Se c’è una difficoltà specifica per il figlio, analogamente il genitore si trova a vivere condizioni di anomalia nel momento in cui la sua cultura madre sembra perdere di valore nel nuovo contesto culturale. La dimensione genitoriale, in questi casi, viene esposta ad una fragilità che porta in se’ i conflitti relativi al passaggio figlio-genitore, vissuti nella terra madre, stressati dal passaggio genitore-figlio nella terra di migrazione. Questo passaggio risulta particolarmente significativo sul versante materno, dal momento che è il corpo della madre a portare in se’ le tracce sensoriali del primo accudimento, in esso, e nell’identità della donna che diventa madre lontana dalla propria terra d’origine, la frattura della migrazione può far sentire a carico della generatività.

La vicenda di una madre e della sua bambina di sei anni, che ho incontrato in consultazione nella scuola con alto tasso di bambini migranti e stranieri nella quale, da anni, collaboro come consulente esterno, mi sembra prestarsi per focalizzare il complesso intreccio tra condizione migrante generativi e vissuti materni.

 

La bambina straniera.

###

→ Richiesta scritta A:
Per favore, riporta il tratto del brano sulla genitorialità nella migrazione che va da "Se c’è una difficoltà" fino a "carico della generatività.", sostituendo "fragilità" con "vulnerabilità".
→ Richiesta scritta B:
Prosegui il brano sulla genitorialità nella migrazione a partire dall'ultima frase riportata.

→ Estratto dati:
###

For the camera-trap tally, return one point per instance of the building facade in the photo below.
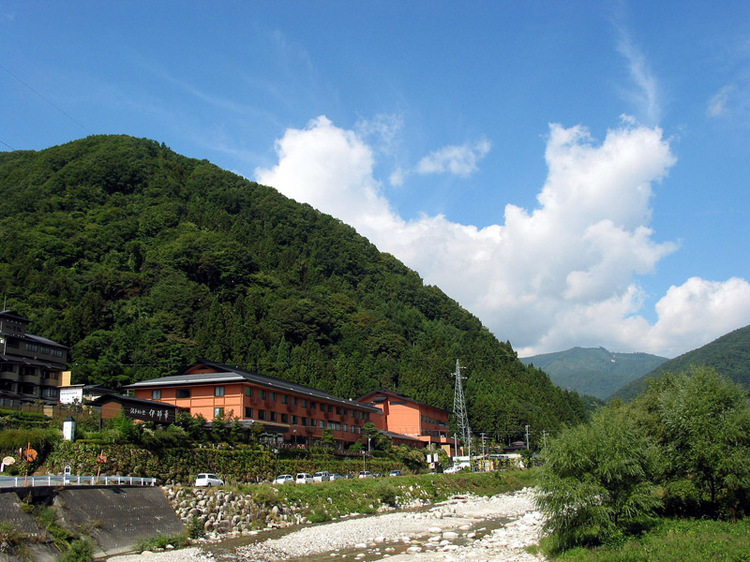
(32, 368)
(297, 414)
(404, 416)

###

→ Risposta A:
Se c’è una difficoltà specifica per il figlio, analogamente il genitore si trova a vivere condizioni di anomalia nel momento in cui la sua cultura madre sembra perdere di valore nel nuovo contesto culturale. La dimensione genitoriale, in questi casi, viene esposta ad una vulnerabilità che porta in se’ i conflitti relativi al passaggio figlio-genitore, vissuti nella terra madre, stressati dal passaggio genitore-figlio nella terra di migrazione. Questo passaggio risulta particolarmente significativo sul versante materno, dal momento che è il corpo della madre a portare in se’ le tracce sensoriali del primo accudimento, in esso, e nell’identità della donna che diventa madre lontana dalla propria terra d’origine, la frattura della migrazione può far sentire a carico della generatività.

→ Risposta B:
La madre di Cloe mi chiede un colloquio in preda all’ansia e al dispiacere dopo uno scambio di battute con la maestra della figlia che ha iniziato da poco la prima elementare; la maestra le ha riferito che la bambina è in difficoltà con gli apprendimenti, affermando, con sua sorpresa, che “la bambina parla male l’italiano”. La signora si è sentita mortificata dall’espressione utilizzata dalla maestra, poiché le è sembrato che considerasse sua figlia una dei tanti bambini stranieri presenti nella classe e nella scuola, che vengono inseriti nel percorso scolastico senza padronanza della lingua. La madre di Cloe mi specifica di essere rimasta stupita perché la bambina è nata qui e ha frequenta la scuola materna, dello stesso istituto, in cui è stata inserita all’età di tre anni. (La maestra della materna, mi dirà che Cloe non è mai stata considerata una bambina straniera, bensì una bambina intelligente, capace, ben inserita nel gruppo, un po’ fragile e in difficoltà se posta in un ambiente sfavorevole.)

L’immagine della bambina straniera sembra, dunque, emergere proprio adesso che Cloe deve imparare a leggere e scrivere in italiano, nella lingua del paese in cui lei è nata ma che la madre ha dovuto apprendere in età adulta, dopo la migrazione.

Propongo alla madre di Cloe vederci per qualche incontro di consultazione; nel secondo incontro accenno alla possibilità che il problema che mi ha segnalato a proposito della figlia possa aver a che fare con l’identità culturale, ovvero con il confronto tra la loro storia d genitori venuti da altrove e il primo contatto formale con la lingua italiana che la bambina sta imparando a scrivere.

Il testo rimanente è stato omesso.